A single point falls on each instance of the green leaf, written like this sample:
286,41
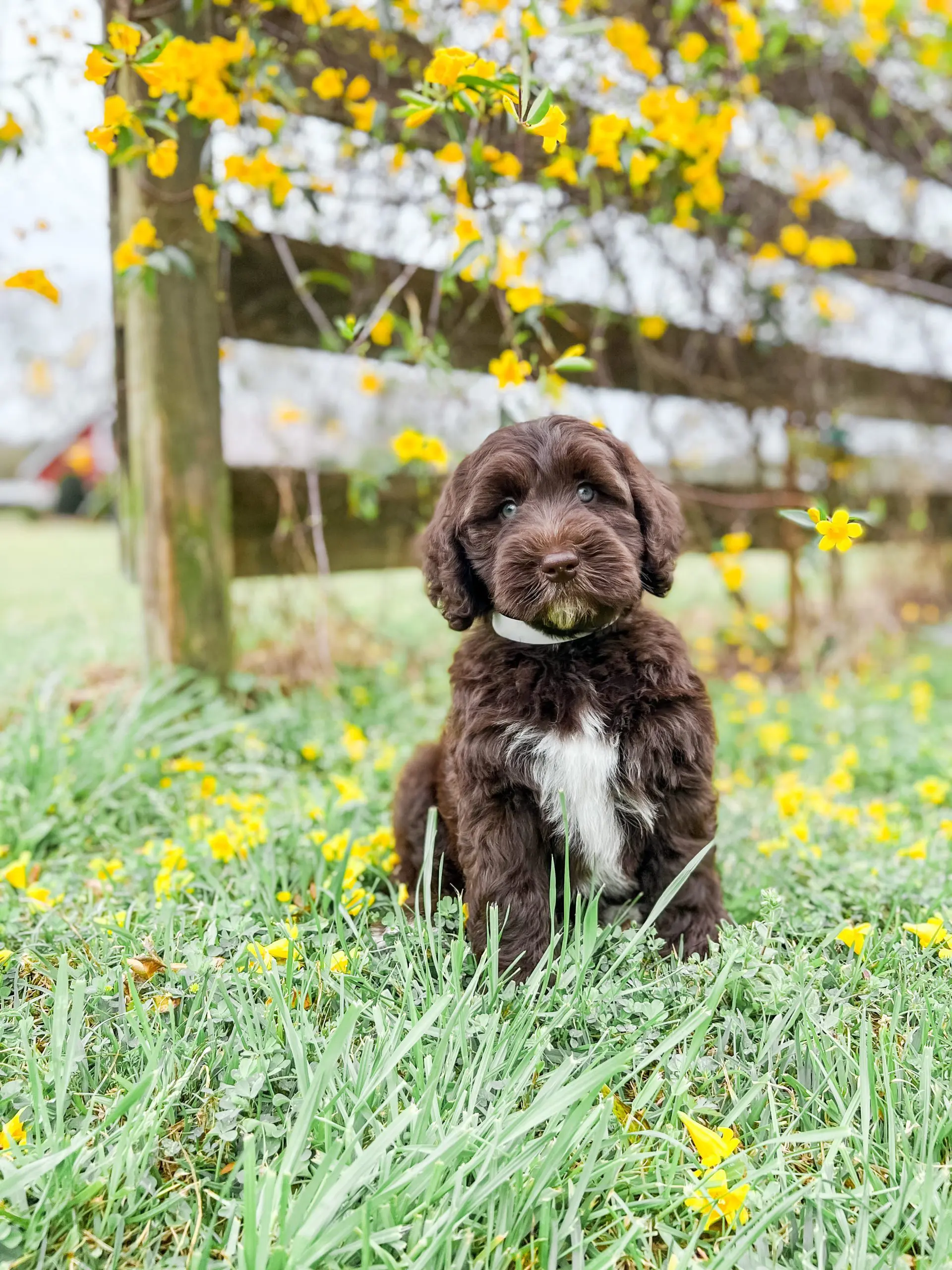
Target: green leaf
776,42
180,261
578,365
881,105
797,516
469,253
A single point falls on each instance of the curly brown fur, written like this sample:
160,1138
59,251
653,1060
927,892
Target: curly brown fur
620,717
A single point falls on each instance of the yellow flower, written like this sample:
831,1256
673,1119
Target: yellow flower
794,239
143,233
921,695
17,873
824,253
311,12
508,166
855,937
642,167
631,39
102,139
691,48
838,532
382,330
10,130
917,851
433,451
358,88
35,280
123,39
928,933
164,159
653,328
13,1132
932,790
408,446
719,1202
508,370
767,253
552,128
606,135
451,153
355,742
126,255
348,790
447,66
563,168
329,84
99,67
418,117
713,1146
362,114
520,299
774,737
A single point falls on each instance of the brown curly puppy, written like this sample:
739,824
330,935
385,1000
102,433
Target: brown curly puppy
546,536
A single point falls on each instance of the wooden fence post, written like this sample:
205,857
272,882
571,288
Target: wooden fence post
177,501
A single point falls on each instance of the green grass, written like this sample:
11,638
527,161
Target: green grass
416,1109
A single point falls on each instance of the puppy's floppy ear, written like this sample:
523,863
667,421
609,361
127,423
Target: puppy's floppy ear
662,525
452,584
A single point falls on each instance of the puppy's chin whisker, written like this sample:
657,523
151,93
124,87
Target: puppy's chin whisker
568,614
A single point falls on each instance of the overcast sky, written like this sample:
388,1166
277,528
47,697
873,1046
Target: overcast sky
56,362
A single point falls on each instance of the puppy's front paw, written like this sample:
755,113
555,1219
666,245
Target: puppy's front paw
695,933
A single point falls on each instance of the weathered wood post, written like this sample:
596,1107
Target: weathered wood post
177,500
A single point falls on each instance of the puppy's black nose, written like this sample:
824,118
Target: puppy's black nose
560,566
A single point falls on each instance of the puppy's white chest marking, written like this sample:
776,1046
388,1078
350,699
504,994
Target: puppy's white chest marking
584,765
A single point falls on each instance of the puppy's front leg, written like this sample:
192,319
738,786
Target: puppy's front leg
504,864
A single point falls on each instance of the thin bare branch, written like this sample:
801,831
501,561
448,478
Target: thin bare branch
314,310
385,302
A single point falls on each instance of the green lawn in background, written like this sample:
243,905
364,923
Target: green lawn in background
223,1042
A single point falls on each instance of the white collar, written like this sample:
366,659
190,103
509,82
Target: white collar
521,633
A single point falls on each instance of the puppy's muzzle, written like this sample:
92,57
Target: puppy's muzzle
560,566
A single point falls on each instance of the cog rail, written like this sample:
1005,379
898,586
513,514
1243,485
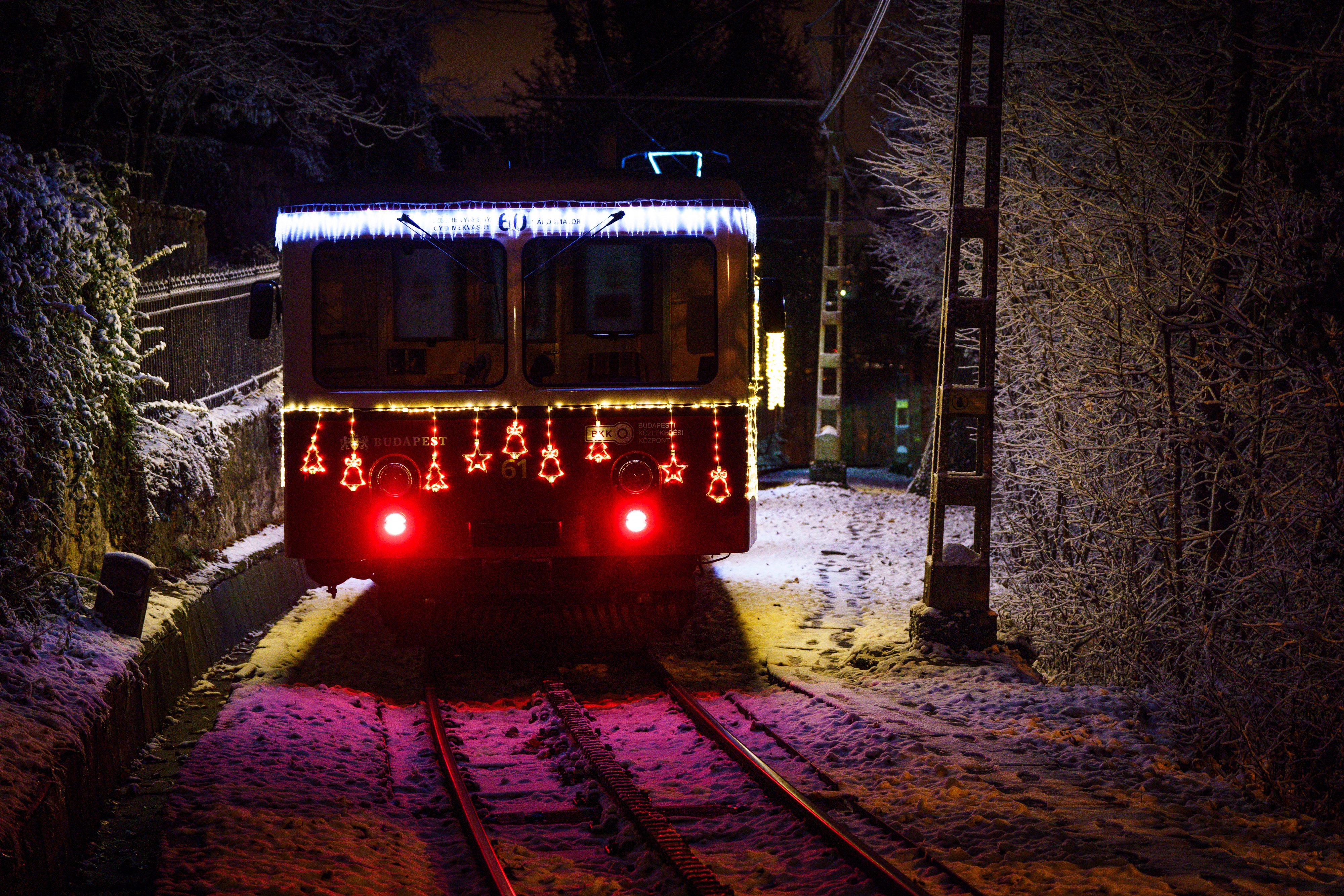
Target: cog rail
888,879
619,784
467,815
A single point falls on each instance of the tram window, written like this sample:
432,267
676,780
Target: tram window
635,311
400,313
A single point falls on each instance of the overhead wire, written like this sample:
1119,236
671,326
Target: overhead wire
679,49
601,58
869,35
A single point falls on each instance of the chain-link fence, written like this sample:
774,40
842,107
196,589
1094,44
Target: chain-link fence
204,350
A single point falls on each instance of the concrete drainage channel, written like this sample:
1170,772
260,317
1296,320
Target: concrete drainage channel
196,628
124,856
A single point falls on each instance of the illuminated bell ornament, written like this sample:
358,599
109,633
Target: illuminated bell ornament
354,476
720,485
514,445
552,464
673,469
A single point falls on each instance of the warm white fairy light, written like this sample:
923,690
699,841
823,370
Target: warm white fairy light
775,370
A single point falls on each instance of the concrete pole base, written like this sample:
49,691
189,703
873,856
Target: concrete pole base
971,629
827,472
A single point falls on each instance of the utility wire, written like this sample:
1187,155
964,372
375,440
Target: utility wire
874,26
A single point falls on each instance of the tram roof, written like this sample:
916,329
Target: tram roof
545,205
521,186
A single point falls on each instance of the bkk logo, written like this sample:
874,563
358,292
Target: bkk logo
615,433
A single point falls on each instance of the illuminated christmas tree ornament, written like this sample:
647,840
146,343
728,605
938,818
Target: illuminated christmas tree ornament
354,476
550,455
514,444
435,479
674,469
478,461
720,485
314,459
720,491
597,448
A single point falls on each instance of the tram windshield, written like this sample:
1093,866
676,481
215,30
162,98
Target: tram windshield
620,311
401,313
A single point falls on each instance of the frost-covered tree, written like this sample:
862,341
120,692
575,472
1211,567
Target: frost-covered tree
302,76
69,365
1171,350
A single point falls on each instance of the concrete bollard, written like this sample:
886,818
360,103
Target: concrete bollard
124,598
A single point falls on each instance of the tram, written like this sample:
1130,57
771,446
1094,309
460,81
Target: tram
518,390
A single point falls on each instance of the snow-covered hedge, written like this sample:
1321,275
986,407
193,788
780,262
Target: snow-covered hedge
69,359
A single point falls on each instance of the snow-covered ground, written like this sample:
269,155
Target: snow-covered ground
319,776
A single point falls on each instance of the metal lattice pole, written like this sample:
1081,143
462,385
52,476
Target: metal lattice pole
827,460
956,593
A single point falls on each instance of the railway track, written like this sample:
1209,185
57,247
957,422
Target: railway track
902,868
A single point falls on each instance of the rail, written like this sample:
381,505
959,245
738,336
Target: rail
467,813
619,784
888,879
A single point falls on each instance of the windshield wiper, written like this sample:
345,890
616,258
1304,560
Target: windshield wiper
616,217
437,244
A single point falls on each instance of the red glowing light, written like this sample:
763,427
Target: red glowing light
597,448
314,459
720,491
514,444
478,461
674,469
550,455
435,479
354,476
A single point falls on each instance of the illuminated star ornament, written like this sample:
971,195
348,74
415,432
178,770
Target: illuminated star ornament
478,461
597,448
550,455
720,491
314,459
435,479
514,444
354,476
674,469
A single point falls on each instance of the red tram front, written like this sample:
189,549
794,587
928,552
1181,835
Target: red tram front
529,391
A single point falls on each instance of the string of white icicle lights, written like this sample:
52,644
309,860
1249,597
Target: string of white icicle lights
643,218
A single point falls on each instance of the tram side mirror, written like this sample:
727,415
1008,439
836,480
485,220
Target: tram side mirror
772,304
264,308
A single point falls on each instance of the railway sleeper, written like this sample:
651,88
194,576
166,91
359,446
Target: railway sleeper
650,821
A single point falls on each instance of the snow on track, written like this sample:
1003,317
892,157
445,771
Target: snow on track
1025,788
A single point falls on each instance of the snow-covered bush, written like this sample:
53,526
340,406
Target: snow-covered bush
69,359
1170,445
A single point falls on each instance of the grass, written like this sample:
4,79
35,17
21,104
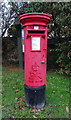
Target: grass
13,104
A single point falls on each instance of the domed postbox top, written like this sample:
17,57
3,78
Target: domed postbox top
35,19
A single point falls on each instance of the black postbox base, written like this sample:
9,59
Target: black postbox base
35,96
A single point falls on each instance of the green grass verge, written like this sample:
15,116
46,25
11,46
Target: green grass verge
13,104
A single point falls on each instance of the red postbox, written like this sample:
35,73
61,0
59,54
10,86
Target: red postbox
35,54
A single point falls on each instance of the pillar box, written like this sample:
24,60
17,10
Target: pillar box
35,54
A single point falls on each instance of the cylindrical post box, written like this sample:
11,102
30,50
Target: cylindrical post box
35,54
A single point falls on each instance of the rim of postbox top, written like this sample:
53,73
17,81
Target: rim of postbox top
46,17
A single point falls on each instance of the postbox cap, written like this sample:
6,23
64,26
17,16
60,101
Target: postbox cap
35,18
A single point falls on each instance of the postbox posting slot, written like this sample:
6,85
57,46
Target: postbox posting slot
35,32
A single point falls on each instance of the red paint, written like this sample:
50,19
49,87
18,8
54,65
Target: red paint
35,60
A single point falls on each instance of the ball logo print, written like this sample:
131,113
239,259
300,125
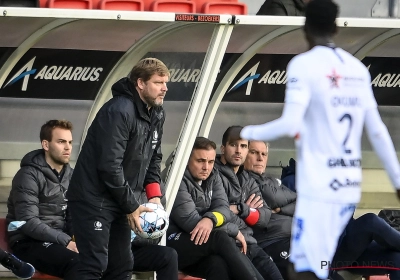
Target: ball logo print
154,224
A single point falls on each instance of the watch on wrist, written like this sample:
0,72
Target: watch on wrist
240,208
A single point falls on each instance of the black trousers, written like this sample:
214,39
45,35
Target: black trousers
103,238
161,259
218,259
369,241
263,262
279,252
50,258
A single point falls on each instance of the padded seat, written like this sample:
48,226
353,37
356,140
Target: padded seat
174,6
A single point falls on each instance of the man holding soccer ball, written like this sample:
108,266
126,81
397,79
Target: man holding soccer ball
119,160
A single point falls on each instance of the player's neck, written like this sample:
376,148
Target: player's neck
322,41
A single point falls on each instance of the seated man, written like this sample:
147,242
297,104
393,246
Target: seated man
148,256
199,227
368,241
19,268
37,197
276,239
280,198
244,196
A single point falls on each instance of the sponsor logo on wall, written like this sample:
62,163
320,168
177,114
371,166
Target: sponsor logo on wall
59,74
79,74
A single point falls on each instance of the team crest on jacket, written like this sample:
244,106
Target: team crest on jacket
155,139
334,78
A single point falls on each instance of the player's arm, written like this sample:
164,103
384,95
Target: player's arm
113,128
297,97
184,212
153,179
380,139
25,197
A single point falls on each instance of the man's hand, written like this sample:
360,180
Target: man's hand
72,246
241,239
254,201
234,209
202,231
156,200
276,210
133,218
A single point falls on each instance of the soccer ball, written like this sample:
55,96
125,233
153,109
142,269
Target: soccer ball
154,224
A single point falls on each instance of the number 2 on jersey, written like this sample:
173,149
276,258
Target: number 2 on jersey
344,117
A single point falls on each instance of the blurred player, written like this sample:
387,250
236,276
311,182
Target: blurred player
328,101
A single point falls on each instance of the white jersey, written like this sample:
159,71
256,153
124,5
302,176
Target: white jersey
335,89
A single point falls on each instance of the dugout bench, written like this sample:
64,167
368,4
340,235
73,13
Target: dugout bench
39,275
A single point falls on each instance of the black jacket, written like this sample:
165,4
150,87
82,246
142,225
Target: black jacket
276,194
194,202
121,153
37,197
239,187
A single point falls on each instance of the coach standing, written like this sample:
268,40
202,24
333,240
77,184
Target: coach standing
120,158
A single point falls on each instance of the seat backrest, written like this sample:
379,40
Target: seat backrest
174,6
3,235
70,4
224,8
125,5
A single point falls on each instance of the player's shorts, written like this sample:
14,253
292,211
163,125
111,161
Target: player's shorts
316,229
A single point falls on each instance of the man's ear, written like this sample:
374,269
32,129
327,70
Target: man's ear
140,83
45,145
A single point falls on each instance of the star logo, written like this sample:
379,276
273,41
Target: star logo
334,78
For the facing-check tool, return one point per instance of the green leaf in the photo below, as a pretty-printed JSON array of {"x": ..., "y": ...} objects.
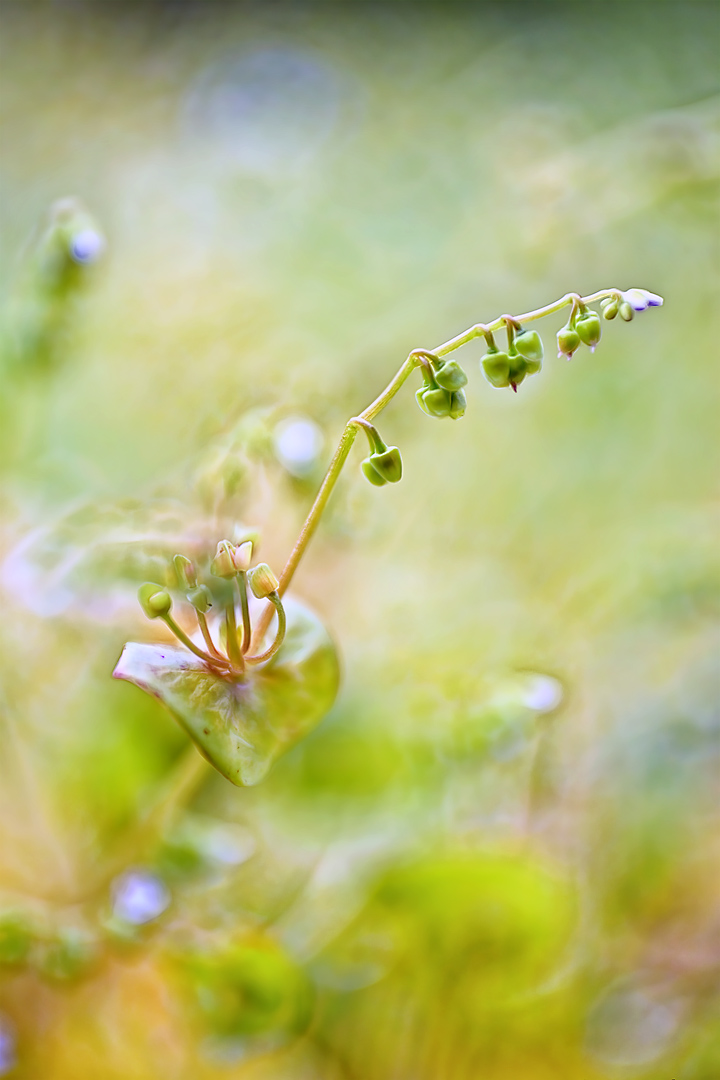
[{"x": 241, "y": 727}]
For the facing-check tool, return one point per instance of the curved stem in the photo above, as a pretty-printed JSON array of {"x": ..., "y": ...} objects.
[
  {"x": 280, "y": 636},
  {"x": 413, "y": 360},
  {"x": 181, "y": 636}
]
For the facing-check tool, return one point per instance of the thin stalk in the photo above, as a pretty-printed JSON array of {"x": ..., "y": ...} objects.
[
  {"x": 244, "y": 607},
  {"x": 204, "y": 630},
  {"x": 181, "y": 636},
  {"x": 280, "y": 636},
  {"x": 377, "y": 445},
  {"x": 232, "y": 646},
  {"x": 348, "y": 437}
]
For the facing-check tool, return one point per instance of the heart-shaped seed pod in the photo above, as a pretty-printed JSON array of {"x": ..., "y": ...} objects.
[
  {"x": 450, "y": 376},
  {"x": 388, "y": 463},
  {"x": 496, "y": 368},
  {"x": 529, "y": 345},
  {"x": 568, "y": 340}
]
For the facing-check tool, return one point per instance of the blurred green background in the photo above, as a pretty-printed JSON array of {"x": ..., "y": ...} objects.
[{"x": 498, "y": 855}]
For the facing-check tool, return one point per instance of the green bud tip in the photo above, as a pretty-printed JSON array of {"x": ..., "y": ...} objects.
[
  {"x": 371, "y": 474},
  {"x": 262, "y": 580},
  {"x": 222, "y": 565},
  {"x": 154, "y": 599},
  {"x": 201, "y": 598},
  {"x": 450, "y": 376},
  {"x": 185, "y": 571},
  {"x": 588, "y": 327},
  {"x": 496, "y": 368},
  {"x": 568, "y": 340},
  {"x": 529, "y": 345},
  {"x": 243, "y": 555},
  {"x": 435, "y": 402}
]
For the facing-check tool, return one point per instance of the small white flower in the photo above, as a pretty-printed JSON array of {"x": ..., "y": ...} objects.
[{"x": 641, "y": 298}]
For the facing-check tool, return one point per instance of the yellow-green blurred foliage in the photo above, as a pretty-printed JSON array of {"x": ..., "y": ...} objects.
[{"x": 458, "y": 875}]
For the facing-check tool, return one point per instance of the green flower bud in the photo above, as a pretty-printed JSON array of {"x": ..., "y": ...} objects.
[
  {"x": 529, "y": 345},
  {"x": 185, "y": 571},
  {"x": 222, "y": 565},
  {"x": 15, "y": 939},
  {"x": 243, "y": 555},
  {"x": 372, "y": 474},
  {"x": 496, "y": 368},
  {"x": 262, "y": 580},
  {"x": 388, "y": 463},
  {"x": 154, "y": 599},
  {"x": 450, "y": 376},
  {"x": 610, "y": 307},
  {"x": 201, "y": 598},
  {"x": 518, "y": 369},
  {"x": 458, "y": 404},
  {"x": 568, "y": 340},
  {"x": 434, "y": 402},
  {"x": 588, "y": 327}
]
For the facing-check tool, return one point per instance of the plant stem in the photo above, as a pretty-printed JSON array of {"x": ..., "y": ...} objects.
[
  {"x": 181, "y": 636},
  {"x": 232, "y": 646},
  {"x": 280, "y": 636},
  {"x": 348, "y": 437}
]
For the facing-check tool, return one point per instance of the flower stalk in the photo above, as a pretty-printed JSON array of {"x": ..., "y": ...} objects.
[{"x": 424, "y": 359}]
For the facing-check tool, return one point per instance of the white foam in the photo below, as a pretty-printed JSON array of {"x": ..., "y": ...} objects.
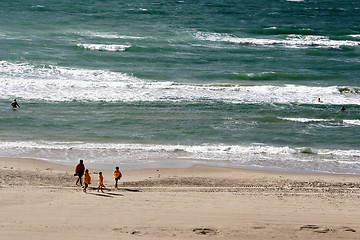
[
  {"x": 305, "y": 119},
  {"x": 104, "y": 47},
  {"x": 291, "y": 41},
  {"x": 63, "y": 84},
  {"x": 323, "y": 160},
  {"x": 108, "y": 35},
  {"x": 352, "y": 122}
]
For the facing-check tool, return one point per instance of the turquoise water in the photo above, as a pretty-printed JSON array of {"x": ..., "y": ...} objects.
[{"x": 174, "y": 83}]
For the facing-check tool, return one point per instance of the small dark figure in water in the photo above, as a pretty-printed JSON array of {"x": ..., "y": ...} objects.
[{"x": 14, "y": 104}]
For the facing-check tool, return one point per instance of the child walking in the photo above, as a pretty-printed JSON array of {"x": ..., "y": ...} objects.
[
  {"x": 101, "y": 182},
  {"x": 117, "y": 175},
  {"x": 87, "y": 179}
]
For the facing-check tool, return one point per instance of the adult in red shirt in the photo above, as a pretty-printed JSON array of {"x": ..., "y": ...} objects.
[{"x": 79, "y": 171}]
────────────────
#### What you should do
Transcribe only these lines, exactly: the first line of the listing, every line after it, and the line with "A single point falls on each instance of the curly", where the copy ends. Include no picture.

#### Response box
A single point falls on each instance of the green leaf, written like this sample:
286,41
Target: green leaf
776,42
180,261
578,365
881,105
797,516
469,253
A single point falls on each instance of the curly brown fur, written like this sample:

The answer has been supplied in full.